Extract exactly the range of lines bounded by the line containing "point: dark background" and the final line of the listing, both ends included, and no other lines.
** START **
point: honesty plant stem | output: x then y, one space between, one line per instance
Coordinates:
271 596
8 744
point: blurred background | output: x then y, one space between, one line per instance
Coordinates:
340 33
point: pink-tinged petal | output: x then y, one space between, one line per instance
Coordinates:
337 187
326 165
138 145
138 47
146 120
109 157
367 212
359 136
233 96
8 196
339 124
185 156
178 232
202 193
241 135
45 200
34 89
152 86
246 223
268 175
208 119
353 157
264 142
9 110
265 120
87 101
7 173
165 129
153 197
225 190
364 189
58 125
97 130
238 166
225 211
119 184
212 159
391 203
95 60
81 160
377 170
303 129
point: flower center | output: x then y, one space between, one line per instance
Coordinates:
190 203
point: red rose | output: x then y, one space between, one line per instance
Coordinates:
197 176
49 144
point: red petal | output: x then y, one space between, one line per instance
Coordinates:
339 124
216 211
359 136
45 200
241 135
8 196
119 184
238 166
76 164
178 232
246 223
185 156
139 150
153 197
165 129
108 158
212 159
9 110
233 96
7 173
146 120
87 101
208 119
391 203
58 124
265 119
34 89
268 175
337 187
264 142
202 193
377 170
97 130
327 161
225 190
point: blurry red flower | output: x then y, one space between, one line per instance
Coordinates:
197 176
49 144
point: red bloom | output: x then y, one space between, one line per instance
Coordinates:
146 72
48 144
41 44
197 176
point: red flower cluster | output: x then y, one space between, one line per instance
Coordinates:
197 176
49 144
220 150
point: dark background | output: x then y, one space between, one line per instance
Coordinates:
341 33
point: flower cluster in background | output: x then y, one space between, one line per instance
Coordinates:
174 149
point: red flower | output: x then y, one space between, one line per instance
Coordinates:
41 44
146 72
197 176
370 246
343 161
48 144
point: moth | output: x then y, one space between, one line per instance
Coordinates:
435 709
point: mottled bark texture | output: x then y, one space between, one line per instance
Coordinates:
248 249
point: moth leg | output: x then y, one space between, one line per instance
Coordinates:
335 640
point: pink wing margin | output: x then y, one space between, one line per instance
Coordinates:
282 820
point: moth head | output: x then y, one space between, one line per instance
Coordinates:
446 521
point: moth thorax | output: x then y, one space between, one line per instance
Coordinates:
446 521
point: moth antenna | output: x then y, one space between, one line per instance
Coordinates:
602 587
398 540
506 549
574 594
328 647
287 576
** END **
▶ _SOLUTION FOR THIS PROBLEM_
point: dark background | output: x then y, one space between, one line per instance
Coordinates:
341 33
point: flower cluster in background | output: x then y, one space between, one line per instance
Coordinates:
174 149
point: red flower | output: x then y, one space between, one line per instance
Coordinates:
41 44
146 72
197 176
370 246
343 161
48 144
point: moth | output: x then y, one space between, one line per instance
Coordinates:
435 709
point: mottled bark texture | output: x then y, one space between, one line per instance
Coordinates:
248 249
point: moth leg | output: x then y, one space between, one line per instance
Coordinates:
335 640
point: pink wing margin | output: x then y, one space between, one line per instance
Coordinates:
282 820
point: moth head | output: x then y, one space between, one line per instance
Coordinates:
446 521
point: moth thorax | output: x then y, one space between, one line per instance
Coordinates:
446 521
point: moth antenna | output: x then y, one space between, one line per instance
Coordinates:
602 587
398 540
506 549
574 594
328 647
287 576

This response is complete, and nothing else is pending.